Document excerpt:
--
Hetty Dorval by Ethel Wilson ~ 1947. This edition: McClelland & Stewart, 1990. New Canadian Library edition. Afterword by Northrop Frye. Paperback. ISBN: 0-7710-8953-8. 104 pages.

Canadian-by-circumstance writer Ethel Wilson – born in South Africa, orphaned at the age of ten and brought to Vancouver, B.C. to live with her grandmother – produced a sadly meager handful of very well regarded novellas, novels and short story collections, all sharing themes of strong female protagonists and distinct senses of place.

In Hetty Dorval the place is the tiny Fraser Canyon community of Lytton, British Columbia. Ethel Wilson captured its unique essence perfectly, as I can affirm to, having spent some time there myself, the latest occasion being a day-and-night stay just a month ago. Though I didn’t consciously choose to read the novella in response to that recent experience, I found it added a definite piquancy to my reading.

Twelve-year-old Frances Burnaby – “Frankie” – is a ranch child boarding in Lytton during the week to attend school. She rides the fifteen miles to and from her home with calm competence, quietly revelling in her good fortune of having a loved and loving family, congenial friends and acquaintances, and physical surroundings of immense natural beauty.

The blue Thompson meets the silt-laden Fraser at Lytton, viewed from the bridge over the Thompson, where Frankie would have stood. The joining of the two rivers is used as a strongly symbolic metaphor throughout Hetty Dorval, its most obvious representation being the meeting and melding of innocence and its opposite.

Coming into Lytton from the north, a view much as our fictional Frankie would have had almost a century ago; the village hasn’t changed all that much; its setting not at all.
--
Data block:
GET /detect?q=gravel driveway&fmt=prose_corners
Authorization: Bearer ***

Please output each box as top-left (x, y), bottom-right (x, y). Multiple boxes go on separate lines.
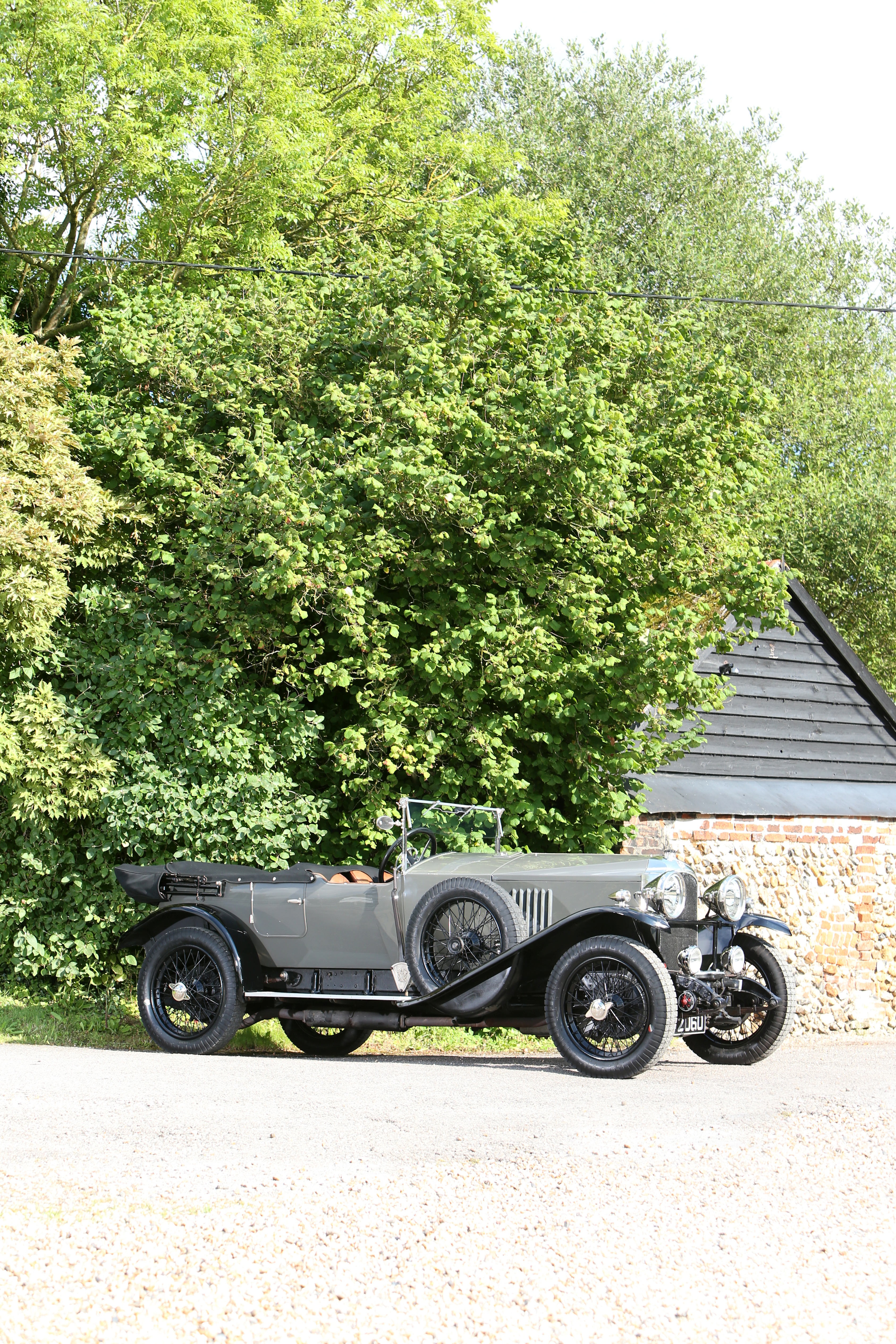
top-left (0, 1038), bottom-right (896, 1344)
--
Tasks for this exercise:
1: Answer these questions from the Hetty Dorval review, one answer per line, marked (a), (b), (c) like the questions.
(a) Who wrote the afterword for this edition?
(b) How many miles does Frankie ride to and from home?
(c) Which two rivers meet at Lytton?
2: From the Hetty Dorval review, list every source of good fortune that Frankie quietly revels in.
3: Extend the review of Hetty Dorval, starting right after its last sentence.

Answers given:
1:
(a) Northrop Frye
(b) Fifteen miles
(c) The Thompson and the Fraser

2:
- A loved and loving family
- Congenial friends and acquaintances
- Physical surroundings of immense natural beauty

3:
Not much happens in quiet little Lytton. Life for Frankie follows a predictable pattern of school and after school ramblings with best friend Ernestine. When the train pulls into the village’s tiny station, Frankie and Ernestine are there to watch as often as they can get away with it, “hanging out” by the train station being gently frowned on by the adults in the girls’ lives. (Social mores are predictably strict as the novella’s start is set in the early 1930s.)

So there they are at the train station, standing among the lounging bystanders, and there they see the household effects of newcomer Mrs. Dorval being unloaded – crates and crates of household effects, a grand piano, and a large Newfoundland dog. These are collected by a quiet grey-haired woman; the girls assume she is Mrs. Dorval, but they are wrong.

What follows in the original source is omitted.